» **Selected text**:
>>>>>
As a requirement for his masters’ degree, Moravetz must complete a counseling internship. When he researched possible sites, he discovered that there were few places that offered opportunities for child-focused grief therapists.
“I came to realize there aren’t many resources for youth or children or adolescents,” Moravetz said. “As you get older, folks become widowed, and they have friends, support networks, coworkers that can provide support and assistance. Children are often labeled as, ‘the forgotten grievers.’ They’re cast aside.”
As a counseling intern at Brighter Days, Moravetz combines his training and personal experience to support young people facing grief and loss. He provides one-on-one counseling to children and teens, leads grief-support groups and co-facilitates a group for teens. This fall he also helped facilitate a two-night grief-support retreat for young adults at Faith’s Lodge in Wisconsin.
“From the moment I heard about it, I was drawn to this program,” he said. “I couldn’t help but think back to myself as a 15- year-old and wonder what this program could’ve done to put my life on a different trajectory. I hope that I can help other young people make their lives a little easier.”
<<<<<
» **Supplied information**:
>>>>>
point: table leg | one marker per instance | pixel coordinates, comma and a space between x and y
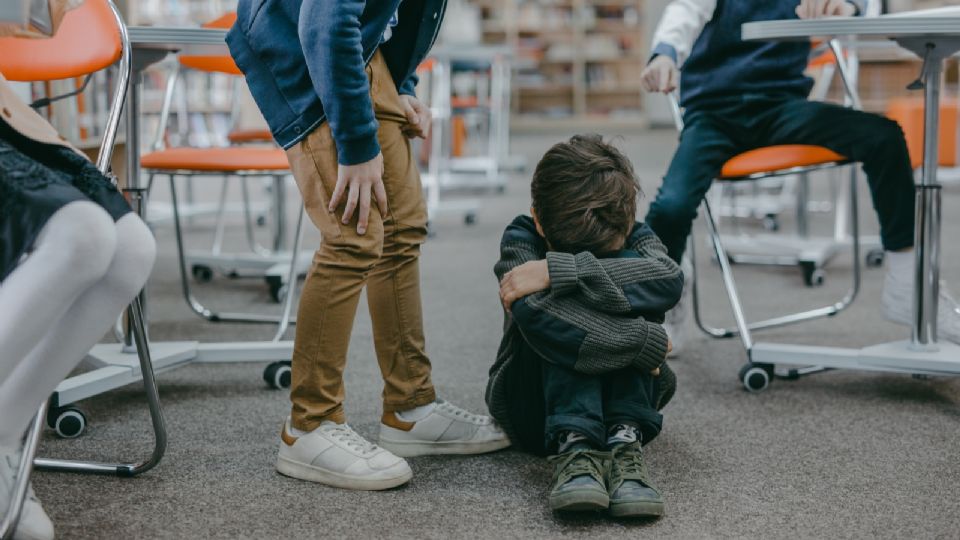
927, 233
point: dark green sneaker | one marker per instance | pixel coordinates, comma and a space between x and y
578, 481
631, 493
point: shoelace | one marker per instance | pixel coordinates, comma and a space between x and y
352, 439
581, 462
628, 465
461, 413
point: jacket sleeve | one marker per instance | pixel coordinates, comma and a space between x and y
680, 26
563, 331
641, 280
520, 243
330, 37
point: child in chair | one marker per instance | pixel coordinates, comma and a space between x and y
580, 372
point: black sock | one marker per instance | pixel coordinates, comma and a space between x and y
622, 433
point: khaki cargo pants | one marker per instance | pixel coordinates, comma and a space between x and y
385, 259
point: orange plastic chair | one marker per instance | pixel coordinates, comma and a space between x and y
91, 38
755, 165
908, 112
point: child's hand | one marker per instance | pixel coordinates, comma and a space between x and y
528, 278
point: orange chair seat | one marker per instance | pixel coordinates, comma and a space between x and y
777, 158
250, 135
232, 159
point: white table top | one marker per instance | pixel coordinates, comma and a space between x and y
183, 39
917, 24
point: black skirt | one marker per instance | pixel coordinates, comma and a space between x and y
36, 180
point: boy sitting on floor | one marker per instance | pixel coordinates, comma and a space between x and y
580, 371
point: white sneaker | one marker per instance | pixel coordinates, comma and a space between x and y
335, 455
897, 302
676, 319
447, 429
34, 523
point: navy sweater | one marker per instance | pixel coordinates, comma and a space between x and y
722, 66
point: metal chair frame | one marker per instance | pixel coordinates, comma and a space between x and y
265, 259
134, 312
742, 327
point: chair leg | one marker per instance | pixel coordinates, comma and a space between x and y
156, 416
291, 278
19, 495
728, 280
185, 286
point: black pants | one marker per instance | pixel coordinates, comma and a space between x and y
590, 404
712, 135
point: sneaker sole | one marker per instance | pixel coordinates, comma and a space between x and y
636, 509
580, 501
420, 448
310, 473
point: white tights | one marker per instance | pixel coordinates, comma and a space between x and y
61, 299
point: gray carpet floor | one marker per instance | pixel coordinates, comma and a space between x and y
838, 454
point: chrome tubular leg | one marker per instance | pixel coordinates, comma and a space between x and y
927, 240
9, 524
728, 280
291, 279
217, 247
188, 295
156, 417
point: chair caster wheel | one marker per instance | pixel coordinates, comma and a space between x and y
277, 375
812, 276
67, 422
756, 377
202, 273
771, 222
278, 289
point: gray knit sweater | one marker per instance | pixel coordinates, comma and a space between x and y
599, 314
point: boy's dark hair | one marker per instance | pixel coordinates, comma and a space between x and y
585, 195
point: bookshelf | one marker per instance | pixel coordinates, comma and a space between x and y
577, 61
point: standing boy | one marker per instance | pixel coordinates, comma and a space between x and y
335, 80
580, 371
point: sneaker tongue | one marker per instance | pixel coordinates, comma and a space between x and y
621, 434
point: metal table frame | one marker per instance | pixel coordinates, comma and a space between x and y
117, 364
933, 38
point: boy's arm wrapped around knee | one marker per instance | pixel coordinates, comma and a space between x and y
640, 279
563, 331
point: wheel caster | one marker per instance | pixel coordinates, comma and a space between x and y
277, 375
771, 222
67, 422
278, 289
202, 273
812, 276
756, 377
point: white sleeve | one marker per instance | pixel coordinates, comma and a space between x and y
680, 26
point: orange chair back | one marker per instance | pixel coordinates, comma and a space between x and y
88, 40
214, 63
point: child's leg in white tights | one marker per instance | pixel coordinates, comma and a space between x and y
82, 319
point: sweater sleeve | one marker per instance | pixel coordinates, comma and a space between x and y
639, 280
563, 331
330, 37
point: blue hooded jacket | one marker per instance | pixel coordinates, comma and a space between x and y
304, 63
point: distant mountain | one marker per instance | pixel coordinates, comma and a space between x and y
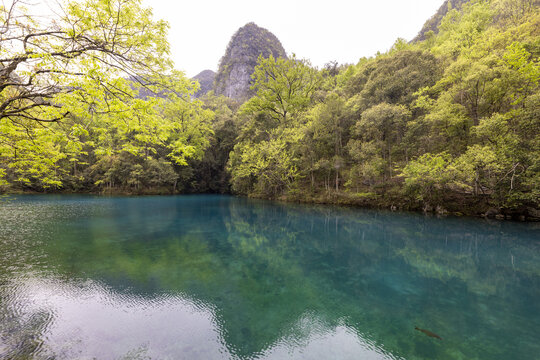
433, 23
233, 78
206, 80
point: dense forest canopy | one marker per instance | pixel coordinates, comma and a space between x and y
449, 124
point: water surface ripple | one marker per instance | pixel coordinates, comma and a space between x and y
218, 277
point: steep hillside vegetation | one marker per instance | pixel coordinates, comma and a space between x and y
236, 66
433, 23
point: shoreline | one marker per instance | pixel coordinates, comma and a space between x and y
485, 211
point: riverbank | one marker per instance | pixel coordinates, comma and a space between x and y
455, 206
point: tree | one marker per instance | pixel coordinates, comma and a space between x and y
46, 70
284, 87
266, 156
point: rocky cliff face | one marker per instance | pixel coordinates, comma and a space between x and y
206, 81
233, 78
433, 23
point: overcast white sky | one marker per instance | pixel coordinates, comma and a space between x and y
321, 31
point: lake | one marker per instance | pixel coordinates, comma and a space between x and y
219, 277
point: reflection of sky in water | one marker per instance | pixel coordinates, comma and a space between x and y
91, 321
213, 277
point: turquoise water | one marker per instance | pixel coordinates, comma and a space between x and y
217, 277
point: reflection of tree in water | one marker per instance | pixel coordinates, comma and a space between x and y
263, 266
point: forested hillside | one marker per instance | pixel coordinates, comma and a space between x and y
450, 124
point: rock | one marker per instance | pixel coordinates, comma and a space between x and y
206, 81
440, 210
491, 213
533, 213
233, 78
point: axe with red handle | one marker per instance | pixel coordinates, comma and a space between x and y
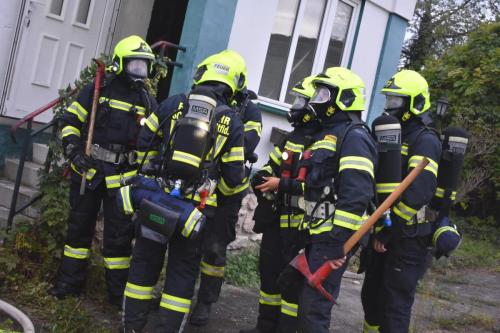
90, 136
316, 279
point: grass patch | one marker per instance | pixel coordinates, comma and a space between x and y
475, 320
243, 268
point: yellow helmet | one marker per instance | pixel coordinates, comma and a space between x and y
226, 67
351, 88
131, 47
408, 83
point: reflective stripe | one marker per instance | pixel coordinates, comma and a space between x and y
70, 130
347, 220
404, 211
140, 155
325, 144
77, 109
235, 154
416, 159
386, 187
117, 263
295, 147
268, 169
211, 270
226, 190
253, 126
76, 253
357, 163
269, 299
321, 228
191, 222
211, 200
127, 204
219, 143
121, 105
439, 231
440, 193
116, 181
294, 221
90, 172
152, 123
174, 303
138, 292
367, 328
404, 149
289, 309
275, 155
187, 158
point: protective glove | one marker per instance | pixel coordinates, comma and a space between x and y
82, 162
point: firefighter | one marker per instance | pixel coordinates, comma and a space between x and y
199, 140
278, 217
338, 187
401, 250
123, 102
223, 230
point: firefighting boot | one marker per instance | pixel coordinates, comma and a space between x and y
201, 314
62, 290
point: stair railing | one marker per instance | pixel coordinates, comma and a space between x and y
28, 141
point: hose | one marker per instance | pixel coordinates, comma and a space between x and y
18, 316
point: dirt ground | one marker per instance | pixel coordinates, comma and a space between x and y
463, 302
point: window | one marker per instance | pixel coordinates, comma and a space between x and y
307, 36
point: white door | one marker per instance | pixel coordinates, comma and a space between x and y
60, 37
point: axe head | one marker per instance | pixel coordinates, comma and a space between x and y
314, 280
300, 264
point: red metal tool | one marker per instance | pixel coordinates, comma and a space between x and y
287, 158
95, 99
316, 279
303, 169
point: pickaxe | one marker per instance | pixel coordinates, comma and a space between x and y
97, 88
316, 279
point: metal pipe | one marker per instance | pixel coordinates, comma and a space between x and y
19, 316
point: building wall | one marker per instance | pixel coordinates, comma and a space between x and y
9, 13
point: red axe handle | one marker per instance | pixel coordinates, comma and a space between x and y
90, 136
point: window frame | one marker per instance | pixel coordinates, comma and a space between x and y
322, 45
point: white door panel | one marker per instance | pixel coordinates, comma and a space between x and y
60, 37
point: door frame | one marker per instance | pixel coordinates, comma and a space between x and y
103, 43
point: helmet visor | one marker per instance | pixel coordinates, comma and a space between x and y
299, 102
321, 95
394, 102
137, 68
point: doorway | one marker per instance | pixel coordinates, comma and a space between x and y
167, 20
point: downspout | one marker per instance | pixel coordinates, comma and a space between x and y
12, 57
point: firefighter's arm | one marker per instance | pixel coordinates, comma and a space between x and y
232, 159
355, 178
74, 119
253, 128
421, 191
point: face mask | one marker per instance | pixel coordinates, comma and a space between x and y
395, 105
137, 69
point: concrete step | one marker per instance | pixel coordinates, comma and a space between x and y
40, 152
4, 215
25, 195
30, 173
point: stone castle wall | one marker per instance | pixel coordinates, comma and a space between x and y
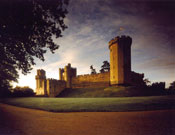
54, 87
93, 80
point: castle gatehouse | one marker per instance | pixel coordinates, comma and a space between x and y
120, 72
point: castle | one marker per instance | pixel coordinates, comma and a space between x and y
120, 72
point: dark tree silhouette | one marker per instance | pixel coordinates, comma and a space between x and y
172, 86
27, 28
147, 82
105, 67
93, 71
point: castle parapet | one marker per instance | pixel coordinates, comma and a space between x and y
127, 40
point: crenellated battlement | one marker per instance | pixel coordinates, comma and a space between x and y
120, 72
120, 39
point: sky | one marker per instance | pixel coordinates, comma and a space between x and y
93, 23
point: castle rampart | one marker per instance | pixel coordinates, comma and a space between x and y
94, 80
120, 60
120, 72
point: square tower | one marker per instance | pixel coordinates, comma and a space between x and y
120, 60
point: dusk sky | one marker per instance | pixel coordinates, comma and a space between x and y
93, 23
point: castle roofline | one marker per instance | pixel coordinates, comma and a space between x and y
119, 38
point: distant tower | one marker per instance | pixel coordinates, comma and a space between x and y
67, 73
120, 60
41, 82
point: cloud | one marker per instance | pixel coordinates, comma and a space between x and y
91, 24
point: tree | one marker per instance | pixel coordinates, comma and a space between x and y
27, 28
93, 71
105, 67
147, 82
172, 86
<<<<<
» **Your task**: From the text about Moravetz's internship, list every kind of work he does or has done as a counseling intern at Brighter Days. Rely only on the text about Moravetz's counseling internship.

» **Your response**:
- One-on-one counseling for children and teens
- Leading grief-support groups
- Co-facilitating a group for teens
- Helping facilitate a two-night grief-support retreat for young adults at Faith's Lodge in Wisconsin